The Societe Anonyme, Inc., a prescient non-profit organization dedicated to promoting Modern Art and artists, was featured in a recent exhibition at the Hammer Museum. Founded in 1920 by artists Katherine Dreier, Marcel Duchamp and Man Ray, the Societe Anonyme was a nexus of support for contemporary artists. Established nine years before New York’s Museum of Modern Art, it organized group and solo exhibitions, supplemented on a regular basis by lectures, publications, concerts and dance performances selected to provide a context for the understanding of Modern art. Impressively, the Societe Anonyme also gathered a significant collection of painting, sculpture and other media in its thirty years of existence. Curators Jennifer Gross, Susan Greenberg and their colleagues organized this inspiring and informative exhibition about the Societe’s history and practices at the Yale University Art Gallery, the permanent location of the Collection Societe Anonyme and the show’s final venue.

The phrase “Societe Anonyme” is the French term for an unnamed or unincorporated business. Once legally incorporated in the United States, the name itself became a paradox–officially named and “unnamed” at once–a bit of word play not lost on the founding members. In order to support its endeavors, the Societe sold memberships and charged an admission fee to its gallery; it otherwise defined itself as “non-commercial,” referring interested buyers directly to the artist.1

Upon seeing the show at the Hammer, I left with two main responses. The first regards how this survey of Modern Art, formed from the perspective of artists of the time, shifted my perception of early 20th century art considerably. The second is that the Societe Anonyme offers a viable model for contemporary artists to consider when thinking about how to participate in the art world today.

International Exhibition of Modern Art, organized by Katherine S. Dreier and the Société Anonyme, Brooklyn Museum, November 1926–January 1927. Installation view. Katherine S. Dreier Papers/Société Anonyme Archive. Yale Collection of American Literature, Beinecke Rare Book and Manuscript Library.

The experimental nature of the Societe is revealed in many places throughout this show, but a compelling one occurs in one of the first galleries where a “reenactment” of the Societe’s inaugural exhibition is staged. This first show took place in 1920 in a suite of apartment-like rooms at 19 East 47th Street in New York City (where most of the founding members resided at the time). Duchamp designed the presentation of the exhibition. He vamped the walls with a cool blue oilskin, coated the floors in industrial gray ribbed rubber and, most unexpectedly, applied paper lace frames to all of the paintings in the show in a gesture of playful gallery cross-dressing. Sadly, in the Hammer’s large boxy gallery, the painted blue walls and ribbed flooring barely register. The lace frames, however, are as disruptive and humorous as they must have been at that first viewing.

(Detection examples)
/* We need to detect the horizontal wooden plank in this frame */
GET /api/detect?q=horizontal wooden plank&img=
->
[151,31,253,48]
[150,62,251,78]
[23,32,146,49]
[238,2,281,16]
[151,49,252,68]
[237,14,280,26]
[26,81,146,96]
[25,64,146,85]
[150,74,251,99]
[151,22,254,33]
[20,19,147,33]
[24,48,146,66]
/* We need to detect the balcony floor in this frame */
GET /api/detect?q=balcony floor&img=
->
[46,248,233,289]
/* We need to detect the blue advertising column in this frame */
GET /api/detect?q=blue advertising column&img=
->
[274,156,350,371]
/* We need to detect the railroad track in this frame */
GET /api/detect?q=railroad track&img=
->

--

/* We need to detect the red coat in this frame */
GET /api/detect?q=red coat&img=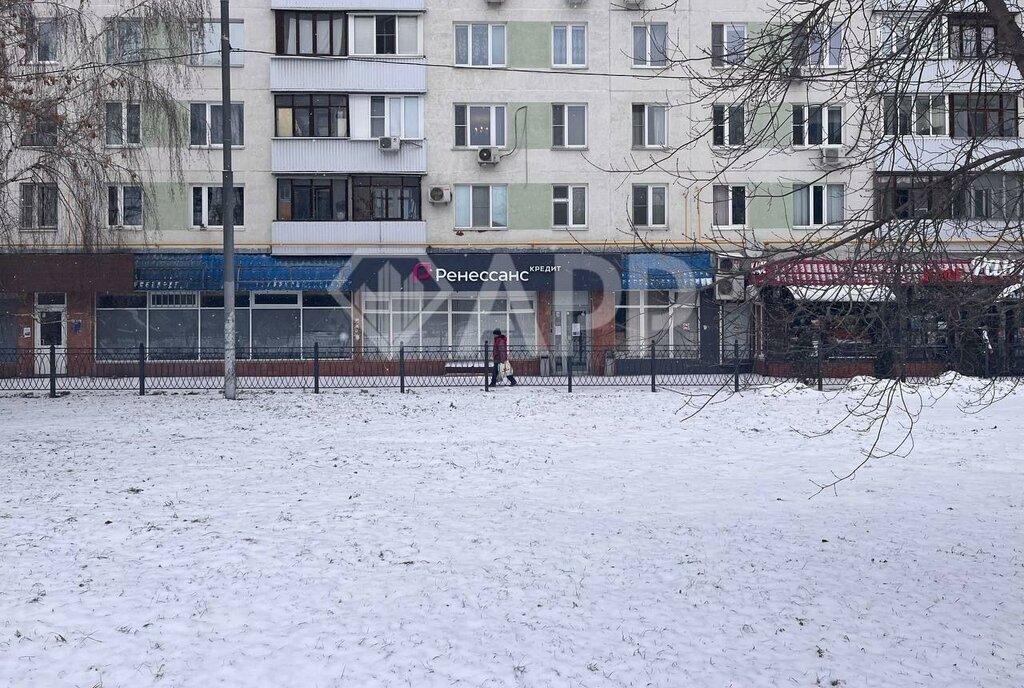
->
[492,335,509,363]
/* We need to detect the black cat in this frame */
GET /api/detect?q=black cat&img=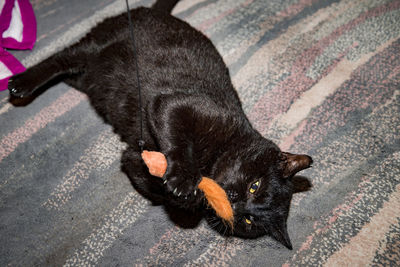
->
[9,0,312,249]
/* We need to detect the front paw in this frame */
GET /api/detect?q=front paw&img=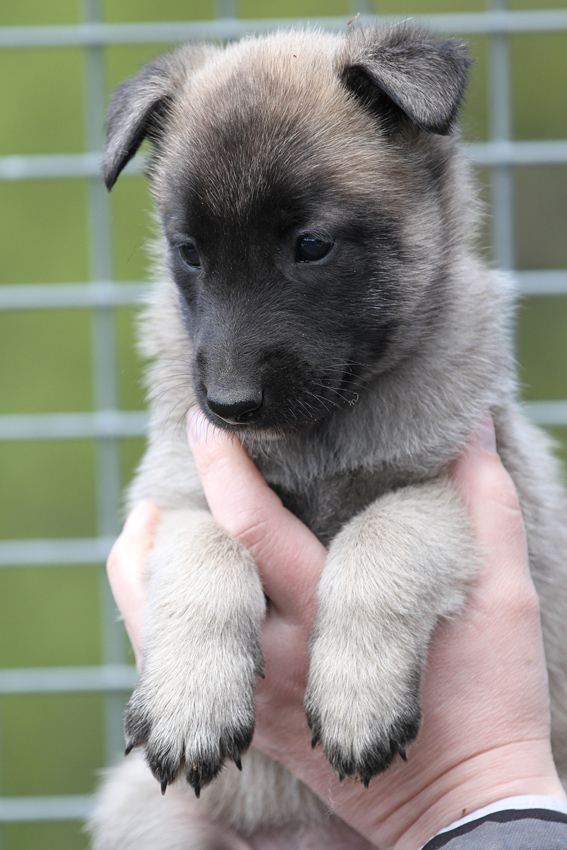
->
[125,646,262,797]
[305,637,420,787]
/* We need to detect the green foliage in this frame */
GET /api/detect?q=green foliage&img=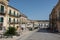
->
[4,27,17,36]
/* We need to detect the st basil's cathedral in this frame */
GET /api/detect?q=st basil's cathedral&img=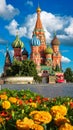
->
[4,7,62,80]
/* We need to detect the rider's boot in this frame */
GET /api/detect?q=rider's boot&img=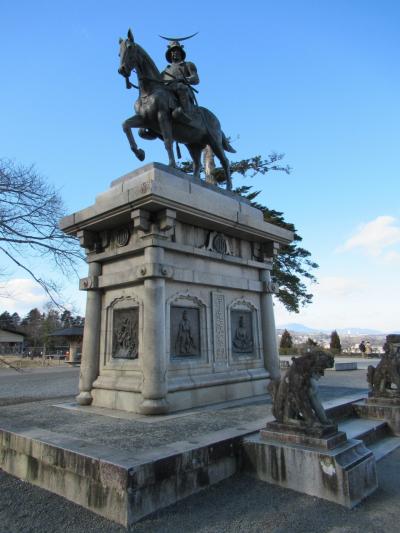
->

To-do list:
**a.** Summarize the article about the Societe Anonyme exhibition in two sentences.
**b.** Resume the article about the Societe Anonyme exhibition, starting after its final sentence.

The responses:
**a.** The Societe Anonyme, a non-profit founded in 1920 by Katherine Dreier, Marcel Duchamp and Man Ray to promote Modern art, organized exhibitions, lectures and other events and gathered a significant collection, and its history was the subject of an exhibition featured at the Hammer Museum. The show stages a reenactment of the Societe's 1920 inaugural exhibition, for which Duchamp used blue oilskin walls, gray ribbed rubber floors and paper lace frames, and while the walls and flooring barely register at the Hammer, the lace frames remain disruptive and humorous.

**b.**
Included in that first show were works by Constantine Brancusi, Man Ray, Duchamp and paintings by Vincent Van Gogh, Jacques Villon, Juan Gris and Morton Schaumberg, among others. In general, the group is a mixture of American and European artists whom the founding members of the Societe believed should be introduced to American audiences. Dreier, in particular, was most articulate and passionate about the Societe’s pedagogical dimension: “The Aim of the Societe Anonyme–Museum of Modern Art 1920–is educational. It is an International Organization for the promotion of the study in America of the Progressive in Art.”2

As a means of actively promoting Modern Art and the work of individual artists, the Societe Anonyme sponsored seventeen solo exhibitions over ten years. Some works by these artists are featured at the Hammer including a dozen paintings by Louis Michel Eilshemius, a lesser-known American poet-painter who was a favorite with the Societe. His murky, mysterious landscapes, seascapes and interiors are reminiscent of Albert Pinkham Ryder’s darker maritime landscapes, although they are more impressionistic than the latter’s work. Other artists whom the Societe supported with solo shows were Heinrich Campendoch, Paul Klee, Wassily Kandinsky and Fernand Leger. Yet another, Joseph Stella, was an active member of the Societe; his Brooklyn Bridge (1918-20) was in their inaugural show.

Although I’ve never been a fan of Stella’s paintings, I found myself drawn to Flower and Butterfly (c.1920-25), one of two drawings purchased by Dreier for her personal collection. This delicate work renders a slightly past-bloom pink tulip snaking up, like a third overgrown antenna, from the body of a fanned out brown and white butterfly. This work is the antithesis of the heroic Cubist-influenced cityscapes that I most associate with the artist. It is refreshing to encounter a philosophy of exhibition and collection, such as Dreier’s and the Societe Anonyme’s, that recognizes iconic works, but also embraces artworks that reflect the more eclectic or imperfect aspects of making art and, in turn, question culture’s impulse to construct a linear progression within the art-making process.

Joseph Stella, Flower and Butterfly, ca. 1920–25. Crayon and graphite on paper, 14 1/8 x 9 1/8 in. Yale University Art Gallery. Gift, Estate of Katherine S. Dreier.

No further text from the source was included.